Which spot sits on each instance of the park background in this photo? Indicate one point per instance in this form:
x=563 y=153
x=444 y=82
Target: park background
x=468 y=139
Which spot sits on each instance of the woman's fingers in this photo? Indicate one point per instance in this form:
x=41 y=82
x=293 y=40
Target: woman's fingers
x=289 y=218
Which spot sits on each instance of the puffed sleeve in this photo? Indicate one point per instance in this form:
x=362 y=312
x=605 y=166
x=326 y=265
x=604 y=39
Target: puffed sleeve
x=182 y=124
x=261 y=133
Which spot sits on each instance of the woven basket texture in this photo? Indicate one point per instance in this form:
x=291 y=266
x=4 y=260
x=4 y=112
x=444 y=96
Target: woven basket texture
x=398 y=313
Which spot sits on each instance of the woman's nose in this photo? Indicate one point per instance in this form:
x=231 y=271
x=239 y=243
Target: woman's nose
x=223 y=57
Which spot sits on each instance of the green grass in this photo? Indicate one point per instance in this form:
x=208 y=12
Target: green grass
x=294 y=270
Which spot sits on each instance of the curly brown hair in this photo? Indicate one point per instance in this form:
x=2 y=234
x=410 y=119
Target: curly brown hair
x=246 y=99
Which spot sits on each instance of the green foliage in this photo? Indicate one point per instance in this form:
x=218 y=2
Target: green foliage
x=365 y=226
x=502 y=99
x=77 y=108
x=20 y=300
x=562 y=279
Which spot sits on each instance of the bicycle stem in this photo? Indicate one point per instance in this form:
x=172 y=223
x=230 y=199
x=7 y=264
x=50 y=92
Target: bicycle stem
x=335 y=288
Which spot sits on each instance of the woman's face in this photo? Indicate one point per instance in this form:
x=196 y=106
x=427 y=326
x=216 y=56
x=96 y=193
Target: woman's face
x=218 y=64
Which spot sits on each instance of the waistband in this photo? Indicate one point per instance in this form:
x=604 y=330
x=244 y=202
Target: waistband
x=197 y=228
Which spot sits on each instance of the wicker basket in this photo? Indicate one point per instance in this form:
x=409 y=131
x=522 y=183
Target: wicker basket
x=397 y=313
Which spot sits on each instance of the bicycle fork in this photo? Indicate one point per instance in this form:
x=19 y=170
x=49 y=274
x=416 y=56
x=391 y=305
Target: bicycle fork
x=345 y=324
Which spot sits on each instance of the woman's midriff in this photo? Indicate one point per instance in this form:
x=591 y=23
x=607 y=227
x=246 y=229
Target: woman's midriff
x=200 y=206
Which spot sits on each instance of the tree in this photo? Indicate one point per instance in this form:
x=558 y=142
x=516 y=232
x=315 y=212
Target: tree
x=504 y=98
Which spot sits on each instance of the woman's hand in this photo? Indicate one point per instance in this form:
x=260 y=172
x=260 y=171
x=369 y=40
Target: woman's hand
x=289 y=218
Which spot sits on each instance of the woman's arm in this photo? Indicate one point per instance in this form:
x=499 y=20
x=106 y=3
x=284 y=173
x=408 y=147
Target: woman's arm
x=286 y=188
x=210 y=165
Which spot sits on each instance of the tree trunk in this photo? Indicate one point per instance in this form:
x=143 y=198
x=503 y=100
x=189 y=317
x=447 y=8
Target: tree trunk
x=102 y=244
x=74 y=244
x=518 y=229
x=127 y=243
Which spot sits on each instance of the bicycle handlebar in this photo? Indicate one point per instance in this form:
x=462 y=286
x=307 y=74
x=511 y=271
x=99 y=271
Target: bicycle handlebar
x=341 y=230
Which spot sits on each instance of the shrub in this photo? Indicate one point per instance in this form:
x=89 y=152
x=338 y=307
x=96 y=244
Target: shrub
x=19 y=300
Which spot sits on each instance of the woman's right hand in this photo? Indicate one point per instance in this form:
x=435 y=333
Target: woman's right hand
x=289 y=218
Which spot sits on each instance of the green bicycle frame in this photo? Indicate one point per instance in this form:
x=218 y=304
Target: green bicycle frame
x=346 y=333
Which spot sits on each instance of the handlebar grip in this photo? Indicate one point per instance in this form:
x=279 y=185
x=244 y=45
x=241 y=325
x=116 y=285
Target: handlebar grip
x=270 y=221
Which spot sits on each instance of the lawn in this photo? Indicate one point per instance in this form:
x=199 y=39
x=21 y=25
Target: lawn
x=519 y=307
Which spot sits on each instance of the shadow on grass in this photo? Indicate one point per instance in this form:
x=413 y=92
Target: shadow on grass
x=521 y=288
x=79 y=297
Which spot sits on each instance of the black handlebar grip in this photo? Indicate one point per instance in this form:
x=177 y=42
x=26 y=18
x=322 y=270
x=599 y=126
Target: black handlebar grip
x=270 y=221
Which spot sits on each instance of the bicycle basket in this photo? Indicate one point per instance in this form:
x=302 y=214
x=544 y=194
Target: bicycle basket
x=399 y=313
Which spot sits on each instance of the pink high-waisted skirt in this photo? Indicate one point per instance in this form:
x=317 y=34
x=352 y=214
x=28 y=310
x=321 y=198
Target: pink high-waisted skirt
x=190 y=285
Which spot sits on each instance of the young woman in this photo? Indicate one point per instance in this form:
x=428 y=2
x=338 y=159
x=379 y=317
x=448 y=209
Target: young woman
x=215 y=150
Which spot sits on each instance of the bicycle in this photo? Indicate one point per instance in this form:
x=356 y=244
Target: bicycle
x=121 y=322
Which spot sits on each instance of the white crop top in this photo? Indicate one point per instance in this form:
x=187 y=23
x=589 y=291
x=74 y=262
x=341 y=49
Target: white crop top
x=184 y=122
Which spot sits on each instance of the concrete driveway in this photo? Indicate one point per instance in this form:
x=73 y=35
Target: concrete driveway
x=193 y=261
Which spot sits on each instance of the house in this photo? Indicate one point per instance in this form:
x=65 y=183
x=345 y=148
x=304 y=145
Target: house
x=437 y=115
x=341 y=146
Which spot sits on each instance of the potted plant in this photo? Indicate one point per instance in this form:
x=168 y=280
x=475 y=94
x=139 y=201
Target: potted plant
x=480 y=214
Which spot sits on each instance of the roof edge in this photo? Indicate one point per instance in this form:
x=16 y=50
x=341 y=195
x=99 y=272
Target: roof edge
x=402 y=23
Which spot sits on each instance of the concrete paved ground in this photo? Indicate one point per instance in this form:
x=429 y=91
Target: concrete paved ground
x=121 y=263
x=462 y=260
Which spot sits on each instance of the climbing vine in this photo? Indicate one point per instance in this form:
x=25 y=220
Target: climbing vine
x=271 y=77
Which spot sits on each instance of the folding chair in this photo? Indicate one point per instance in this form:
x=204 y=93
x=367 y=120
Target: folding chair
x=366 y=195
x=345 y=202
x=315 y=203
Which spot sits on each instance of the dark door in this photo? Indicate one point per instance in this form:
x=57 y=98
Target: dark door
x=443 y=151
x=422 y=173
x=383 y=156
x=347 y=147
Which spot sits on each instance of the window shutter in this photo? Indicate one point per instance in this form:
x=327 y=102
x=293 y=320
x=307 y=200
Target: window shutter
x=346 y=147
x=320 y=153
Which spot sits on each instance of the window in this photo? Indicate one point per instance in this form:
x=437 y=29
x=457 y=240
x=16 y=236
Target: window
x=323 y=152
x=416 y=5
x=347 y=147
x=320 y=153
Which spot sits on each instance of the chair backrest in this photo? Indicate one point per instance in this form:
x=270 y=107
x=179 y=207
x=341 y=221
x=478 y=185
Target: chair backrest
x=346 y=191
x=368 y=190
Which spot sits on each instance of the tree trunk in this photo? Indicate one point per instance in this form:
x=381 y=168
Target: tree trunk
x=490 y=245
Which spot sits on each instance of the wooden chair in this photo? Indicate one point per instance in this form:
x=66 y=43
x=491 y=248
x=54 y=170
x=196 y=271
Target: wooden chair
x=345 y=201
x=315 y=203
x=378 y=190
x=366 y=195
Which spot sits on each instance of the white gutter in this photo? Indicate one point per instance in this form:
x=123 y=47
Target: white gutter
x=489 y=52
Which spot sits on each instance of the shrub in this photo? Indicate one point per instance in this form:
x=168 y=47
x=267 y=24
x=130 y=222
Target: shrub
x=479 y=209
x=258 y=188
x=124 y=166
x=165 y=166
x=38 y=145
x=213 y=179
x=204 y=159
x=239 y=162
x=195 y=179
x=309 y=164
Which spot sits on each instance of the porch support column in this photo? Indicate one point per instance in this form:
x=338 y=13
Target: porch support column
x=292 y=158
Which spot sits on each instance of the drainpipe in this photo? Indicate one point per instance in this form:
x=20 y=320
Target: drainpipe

============================================================

• [WHAT THE EXERCISE ASKS] Copy, exactly and only, the lines above that begin with the one containing "Which spot sits on each instance of the window in" and finish with the one containing "x=381 y=168".

• [PROBLEM SOLUTION]
Which spot sits on each instance of the window in this photo? Indicate one point per instance in this form:
x=437 y=29
x=457 y=240
x=16 y=236
Target: window
x=323 y=152
x=416 y=5
x=347 y=147
x=320 y=153
Which spot sits on each instance of the chair backrest in this photo? Indicate one point per instance in this form:
x=270 y=107
x=179 y=207
x=341 y=221
x=478 y=185
Target: chair backrest
x=346 y=191
x=368 y=190
Which spot sits on each instance of the tree trunk in this photo? Indicate one point per instance in this form:
x=381 y=168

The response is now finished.